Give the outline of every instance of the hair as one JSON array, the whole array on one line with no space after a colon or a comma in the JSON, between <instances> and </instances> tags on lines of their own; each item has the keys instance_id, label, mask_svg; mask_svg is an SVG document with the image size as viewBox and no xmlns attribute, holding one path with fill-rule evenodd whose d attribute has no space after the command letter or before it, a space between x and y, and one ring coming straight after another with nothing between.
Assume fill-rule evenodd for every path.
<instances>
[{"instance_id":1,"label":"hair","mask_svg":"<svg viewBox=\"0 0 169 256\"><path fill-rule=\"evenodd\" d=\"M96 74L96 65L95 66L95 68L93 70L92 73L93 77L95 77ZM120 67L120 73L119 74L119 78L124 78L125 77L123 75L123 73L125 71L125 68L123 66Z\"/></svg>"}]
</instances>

——

Goal of the exercise –
Write out the data again, switching "outline" to "contour" and changing nothing else.

The reply –
Give the contour of every instance of the hair as one JSON array, the whole array on one line with no space after a colon or a comma in the JSON, between <instances> and </instances> tags on lines of their own; each item has the keys instance_id, label, mask_svg; mask_svg is an SVG document with the image size as viewBox and no xmlns attribute, holding one path with fill-rule evenodd whose d attribute has no space after the command letter or before it, a space between x and y, and one ring coming straight after another with nothing between.
Assume fill-rule evenodd for every path.
<instances>
[{"instance_id":1,"label":"hair","mask_svg":"<svg viewBox=\"0 0 169 256\"><path fill-rule=\"evenodd\" d=\"M96 74L96 65L95 66L95 68L93 70L92 73L93 77L95 77ZM120 67L120 73L119 74L119 78L124 78L125 77L123 75L123 73L125 71L125 68L123 66Z\"/></svg>"}]
</instances>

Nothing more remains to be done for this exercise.